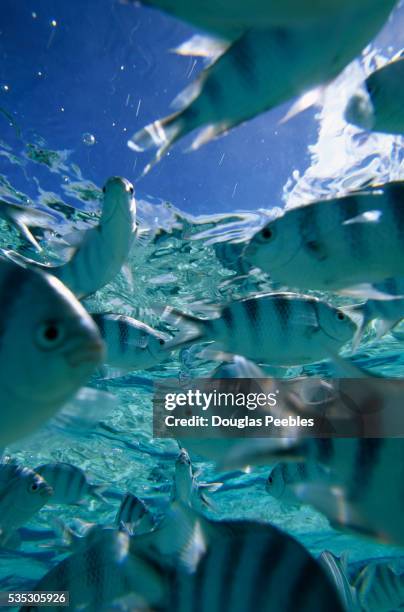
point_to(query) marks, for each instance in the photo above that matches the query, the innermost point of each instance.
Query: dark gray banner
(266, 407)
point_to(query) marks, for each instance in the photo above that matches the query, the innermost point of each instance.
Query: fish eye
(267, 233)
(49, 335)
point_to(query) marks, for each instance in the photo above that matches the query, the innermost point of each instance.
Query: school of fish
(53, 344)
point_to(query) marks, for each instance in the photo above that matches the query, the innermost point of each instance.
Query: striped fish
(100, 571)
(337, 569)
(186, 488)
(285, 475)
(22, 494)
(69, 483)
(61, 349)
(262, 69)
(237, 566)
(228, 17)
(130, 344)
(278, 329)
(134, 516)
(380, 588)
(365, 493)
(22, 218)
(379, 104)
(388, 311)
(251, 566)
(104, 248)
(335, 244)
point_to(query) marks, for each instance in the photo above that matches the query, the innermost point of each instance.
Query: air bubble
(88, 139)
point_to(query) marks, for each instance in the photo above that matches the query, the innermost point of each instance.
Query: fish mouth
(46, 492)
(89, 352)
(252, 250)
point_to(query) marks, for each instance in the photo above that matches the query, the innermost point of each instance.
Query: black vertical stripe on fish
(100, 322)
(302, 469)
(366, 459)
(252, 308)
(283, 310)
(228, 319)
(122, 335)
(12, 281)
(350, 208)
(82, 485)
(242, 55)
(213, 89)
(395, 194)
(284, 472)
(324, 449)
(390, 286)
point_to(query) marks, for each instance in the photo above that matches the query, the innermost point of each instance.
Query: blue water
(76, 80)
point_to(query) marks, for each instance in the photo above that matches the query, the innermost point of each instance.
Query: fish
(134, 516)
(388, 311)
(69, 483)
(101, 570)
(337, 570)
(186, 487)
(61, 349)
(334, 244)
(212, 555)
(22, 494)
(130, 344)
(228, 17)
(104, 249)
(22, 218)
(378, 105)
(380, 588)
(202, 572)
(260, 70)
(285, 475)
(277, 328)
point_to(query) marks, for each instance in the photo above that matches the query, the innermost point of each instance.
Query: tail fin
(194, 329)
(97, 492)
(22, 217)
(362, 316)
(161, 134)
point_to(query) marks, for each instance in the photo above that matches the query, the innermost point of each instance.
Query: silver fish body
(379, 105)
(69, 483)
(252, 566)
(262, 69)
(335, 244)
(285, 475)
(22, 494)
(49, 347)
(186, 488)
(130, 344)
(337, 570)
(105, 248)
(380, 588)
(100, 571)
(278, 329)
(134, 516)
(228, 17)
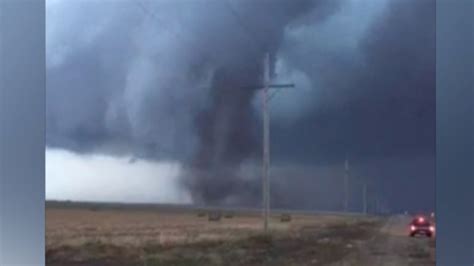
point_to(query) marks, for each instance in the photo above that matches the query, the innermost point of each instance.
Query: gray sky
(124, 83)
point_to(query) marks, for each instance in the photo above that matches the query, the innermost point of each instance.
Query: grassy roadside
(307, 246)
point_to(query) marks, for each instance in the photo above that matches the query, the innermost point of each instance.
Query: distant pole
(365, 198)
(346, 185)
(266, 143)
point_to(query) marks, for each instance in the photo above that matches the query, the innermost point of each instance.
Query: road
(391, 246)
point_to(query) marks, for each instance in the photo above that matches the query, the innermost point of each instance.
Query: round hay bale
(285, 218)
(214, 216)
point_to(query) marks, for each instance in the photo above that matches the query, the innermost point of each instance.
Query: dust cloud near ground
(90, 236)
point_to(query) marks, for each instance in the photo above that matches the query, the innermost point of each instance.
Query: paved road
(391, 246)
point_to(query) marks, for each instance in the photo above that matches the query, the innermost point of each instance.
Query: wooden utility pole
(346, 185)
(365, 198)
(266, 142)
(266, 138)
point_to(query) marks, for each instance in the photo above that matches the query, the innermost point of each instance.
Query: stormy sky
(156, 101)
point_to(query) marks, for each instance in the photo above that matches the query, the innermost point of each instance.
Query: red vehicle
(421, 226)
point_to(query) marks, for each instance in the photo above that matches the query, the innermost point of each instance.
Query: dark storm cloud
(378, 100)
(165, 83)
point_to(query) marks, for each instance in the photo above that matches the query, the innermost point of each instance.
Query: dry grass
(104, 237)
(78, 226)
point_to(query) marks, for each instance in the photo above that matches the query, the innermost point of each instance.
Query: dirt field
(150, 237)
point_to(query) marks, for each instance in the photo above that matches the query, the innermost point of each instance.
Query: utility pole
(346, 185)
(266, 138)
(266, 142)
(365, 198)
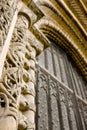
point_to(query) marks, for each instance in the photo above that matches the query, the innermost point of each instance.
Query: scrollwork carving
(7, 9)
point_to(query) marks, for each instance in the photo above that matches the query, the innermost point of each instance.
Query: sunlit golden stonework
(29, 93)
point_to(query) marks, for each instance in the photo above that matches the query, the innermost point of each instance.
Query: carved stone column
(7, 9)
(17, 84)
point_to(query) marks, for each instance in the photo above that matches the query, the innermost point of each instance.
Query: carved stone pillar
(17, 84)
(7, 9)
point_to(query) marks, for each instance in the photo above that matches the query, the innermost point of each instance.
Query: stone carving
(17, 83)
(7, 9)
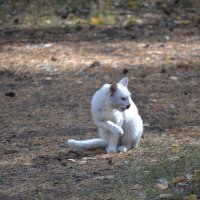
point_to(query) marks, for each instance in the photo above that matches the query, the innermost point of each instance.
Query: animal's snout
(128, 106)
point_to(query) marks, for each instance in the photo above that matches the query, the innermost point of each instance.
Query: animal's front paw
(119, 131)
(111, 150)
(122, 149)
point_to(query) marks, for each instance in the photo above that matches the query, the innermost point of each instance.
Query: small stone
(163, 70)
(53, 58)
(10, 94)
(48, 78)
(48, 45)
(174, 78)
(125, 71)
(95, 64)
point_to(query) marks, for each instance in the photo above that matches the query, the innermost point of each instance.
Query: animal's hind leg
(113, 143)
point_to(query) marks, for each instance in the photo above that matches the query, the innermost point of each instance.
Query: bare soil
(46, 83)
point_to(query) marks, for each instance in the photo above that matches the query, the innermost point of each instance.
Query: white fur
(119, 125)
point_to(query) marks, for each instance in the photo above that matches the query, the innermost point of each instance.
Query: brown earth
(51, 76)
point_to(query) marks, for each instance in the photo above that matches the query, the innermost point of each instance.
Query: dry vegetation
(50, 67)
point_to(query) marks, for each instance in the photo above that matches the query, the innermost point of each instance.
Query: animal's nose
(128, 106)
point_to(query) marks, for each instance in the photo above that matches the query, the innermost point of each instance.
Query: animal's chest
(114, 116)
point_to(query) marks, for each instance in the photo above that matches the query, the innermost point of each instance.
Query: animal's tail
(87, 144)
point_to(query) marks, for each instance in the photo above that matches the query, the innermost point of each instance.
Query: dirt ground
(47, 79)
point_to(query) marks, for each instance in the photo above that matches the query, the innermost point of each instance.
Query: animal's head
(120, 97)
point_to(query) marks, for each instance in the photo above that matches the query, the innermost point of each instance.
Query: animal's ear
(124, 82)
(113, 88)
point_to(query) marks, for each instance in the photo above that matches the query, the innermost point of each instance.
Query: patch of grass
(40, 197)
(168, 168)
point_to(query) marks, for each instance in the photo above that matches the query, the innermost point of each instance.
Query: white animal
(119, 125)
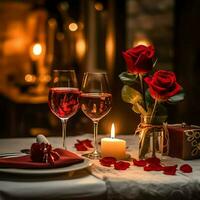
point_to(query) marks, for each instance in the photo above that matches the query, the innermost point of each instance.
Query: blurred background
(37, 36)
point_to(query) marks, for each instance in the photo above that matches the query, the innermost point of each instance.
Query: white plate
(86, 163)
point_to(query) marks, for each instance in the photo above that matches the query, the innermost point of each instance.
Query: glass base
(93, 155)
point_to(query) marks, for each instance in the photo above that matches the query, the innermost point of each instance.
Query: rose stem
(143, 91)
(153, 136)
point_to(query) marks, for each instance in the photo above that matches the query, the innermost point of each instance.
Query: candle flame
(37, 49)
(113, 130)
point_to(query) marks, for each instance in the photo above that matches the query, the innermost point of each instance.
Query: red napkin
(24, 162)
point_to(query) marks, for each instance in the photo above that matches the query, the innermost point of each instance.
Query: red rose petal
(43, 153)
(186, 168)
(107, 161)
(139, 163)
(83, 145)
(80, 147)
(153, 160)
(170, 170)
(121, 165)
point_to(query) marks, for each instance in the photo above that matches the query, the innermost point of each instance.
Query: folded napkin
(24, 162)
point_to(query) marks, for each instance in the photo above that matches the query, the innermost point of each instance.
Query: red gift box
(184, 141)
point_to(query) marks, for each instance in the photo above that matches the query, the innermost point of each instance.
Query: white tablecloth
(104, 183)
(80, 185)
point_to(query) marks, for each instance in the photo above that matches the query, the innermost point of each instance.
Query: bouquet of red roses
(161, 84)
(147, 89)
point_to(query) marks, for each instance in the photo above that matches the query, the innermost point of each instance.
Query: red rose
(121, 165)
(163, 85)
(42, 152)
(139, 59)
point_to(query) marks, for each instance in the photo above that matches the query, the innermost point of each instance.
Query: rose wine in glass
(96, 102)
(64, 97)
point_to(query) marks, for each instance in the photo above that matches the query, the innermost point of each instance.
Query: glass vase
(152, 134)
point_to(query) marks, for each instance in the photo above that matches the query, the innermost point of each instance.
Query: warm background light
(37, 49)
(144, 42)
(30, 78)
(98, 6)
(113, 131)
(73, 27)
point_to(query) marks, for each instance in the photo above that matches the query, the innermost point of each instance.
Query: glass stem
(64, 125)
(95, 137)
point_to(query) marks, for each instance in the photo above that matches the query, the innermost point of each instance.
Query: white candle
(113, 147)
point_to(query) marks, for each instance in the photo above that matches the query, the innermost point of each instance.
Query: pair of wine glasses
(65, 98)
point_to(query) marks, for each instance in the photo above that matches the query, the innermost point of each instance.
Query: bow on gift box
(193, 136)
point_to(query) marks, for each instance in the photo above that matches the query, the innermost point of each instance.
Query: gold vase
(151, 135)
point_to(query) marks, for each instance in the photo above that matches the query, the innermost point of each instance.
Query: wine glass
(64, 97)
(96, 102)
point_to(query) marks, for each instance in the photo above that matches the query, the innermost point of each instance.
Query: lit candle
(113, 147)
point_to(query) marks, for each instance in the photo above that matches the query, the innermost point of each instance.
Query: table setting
= = = = = = =
Aim of the task —
Which lines in the records contain the string "gift" with the same capitalization? Copy each such line in full.

Result below —
Query: red gift box
Query: bow on gift box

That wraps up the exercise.